SUPPLIED DATA:
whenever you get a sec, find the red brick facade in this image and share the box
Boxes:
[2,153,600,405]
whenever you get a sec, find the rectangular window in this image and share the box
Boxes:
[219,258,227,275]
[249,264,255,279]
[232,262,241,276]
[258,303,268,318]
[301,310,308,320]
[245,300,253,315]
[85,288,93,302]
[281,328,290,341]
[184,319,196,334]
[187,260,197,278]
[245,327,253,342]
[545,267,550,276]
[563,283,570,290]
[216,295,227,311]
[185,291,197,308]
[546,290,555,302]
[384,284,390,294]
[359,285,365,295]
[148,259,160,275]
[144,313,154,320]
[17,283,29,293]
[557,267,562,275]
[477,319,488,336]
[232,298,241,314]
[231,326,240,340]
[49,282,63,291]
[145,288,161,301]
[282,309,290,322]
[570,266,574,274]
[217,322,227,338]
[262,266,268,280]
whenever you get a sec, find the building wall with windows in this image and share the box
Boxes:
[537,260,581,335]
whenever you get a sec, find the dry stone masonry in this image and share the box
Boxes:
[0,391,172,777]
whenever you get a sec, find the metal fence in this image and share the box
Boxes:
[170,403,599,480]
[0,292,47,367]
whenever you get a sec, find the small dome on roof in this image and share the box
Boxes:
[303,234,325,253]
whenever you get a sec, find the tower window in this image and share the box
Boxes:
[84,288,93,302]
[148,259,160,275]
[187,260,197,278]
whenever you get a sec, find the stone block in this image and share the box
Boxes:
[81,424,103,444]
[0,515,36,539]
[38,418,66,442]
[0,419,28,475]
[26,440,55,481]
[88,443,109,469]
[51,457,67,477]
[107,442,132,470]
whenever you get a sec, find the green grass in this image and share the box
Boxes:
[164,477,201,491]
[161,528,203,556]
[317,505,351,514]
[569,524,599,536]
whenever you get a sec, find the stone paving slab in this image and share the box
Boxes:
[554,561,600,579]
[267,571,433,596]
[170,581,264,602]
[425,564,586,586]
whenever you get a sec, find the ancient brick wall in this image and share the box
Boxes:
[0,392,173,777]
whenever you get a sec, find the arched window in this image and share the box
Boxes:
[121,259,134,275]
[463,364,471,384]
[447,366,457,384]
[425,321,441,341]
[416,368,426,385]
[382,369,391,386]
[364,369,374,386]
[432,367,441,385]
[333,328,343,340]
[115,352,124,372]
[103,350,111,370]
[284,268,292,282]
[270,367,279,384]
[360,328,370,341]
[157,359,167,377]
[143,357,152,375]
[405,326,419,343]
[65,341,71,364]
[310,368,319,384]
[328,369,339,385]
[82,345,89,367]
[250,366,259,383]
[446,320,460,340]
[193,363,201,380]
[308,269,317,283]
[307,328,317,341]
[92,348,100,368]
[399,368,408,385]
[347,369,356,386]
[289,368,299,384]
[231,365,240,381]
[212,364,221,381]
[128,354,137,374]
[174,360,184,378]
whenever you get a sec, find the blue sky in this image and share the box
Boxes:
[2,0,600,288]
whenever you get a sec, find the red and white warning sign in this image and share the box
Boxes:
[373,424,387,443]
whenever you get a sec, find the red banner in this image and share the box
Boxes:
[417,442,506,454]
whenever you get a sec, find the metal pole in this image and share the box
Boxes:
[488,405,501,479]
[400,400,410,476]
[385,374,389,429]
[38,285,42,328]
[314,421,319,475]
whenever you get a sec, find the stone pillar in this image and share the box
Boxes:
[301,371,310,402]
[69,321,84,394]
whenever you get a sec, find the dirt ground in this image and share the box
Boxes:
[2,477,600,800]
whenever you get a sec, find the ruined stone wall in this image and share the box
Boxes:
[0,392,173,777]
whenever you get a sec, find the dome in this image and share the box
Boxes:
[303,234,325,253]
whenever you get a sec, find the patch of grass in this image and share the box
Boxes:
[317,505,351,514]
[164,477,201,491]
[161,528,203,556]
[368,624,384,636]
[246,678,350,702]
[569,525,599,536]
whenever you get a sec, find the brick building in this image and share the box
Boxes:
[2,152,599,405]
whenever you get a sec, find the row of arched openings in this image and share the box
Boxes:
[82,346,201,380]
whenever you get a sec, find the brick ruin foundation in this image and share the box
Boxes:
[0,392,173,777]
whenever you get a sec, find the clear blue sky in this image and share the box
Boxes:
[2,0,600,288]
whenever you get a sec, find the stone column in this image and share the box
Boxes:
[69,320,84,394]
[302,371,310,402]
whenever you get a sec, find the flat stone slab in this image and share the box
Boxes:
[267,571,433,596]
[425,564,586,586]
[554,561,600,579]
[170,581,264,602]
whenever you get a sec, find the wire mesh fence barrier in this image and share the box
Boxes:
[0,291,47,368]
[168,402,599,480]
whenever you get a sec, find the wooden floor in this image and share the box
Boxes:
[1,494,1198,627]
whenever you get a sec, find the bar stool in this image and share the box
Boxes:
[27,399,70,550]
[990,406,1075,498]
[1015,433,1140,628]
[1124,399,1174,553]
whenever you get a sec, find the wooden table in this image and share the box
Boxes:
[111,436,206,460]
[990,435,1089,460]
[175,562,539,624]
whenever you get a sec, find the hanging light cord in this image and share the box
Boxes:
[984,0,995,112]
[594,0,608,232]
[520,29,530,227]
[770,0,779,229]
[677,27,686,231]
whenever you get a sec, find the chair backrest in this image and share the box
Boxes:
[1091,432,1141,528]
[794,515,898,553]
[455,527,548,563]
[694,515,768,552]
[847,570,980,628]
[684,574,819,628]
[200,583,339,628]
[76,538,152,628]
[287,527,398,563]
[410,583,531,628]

EXERCISE DIRECTIONS: Count the lines in the entries that hold the word "slab", and give nothing but the total.

SOLVED EXERCISE: 2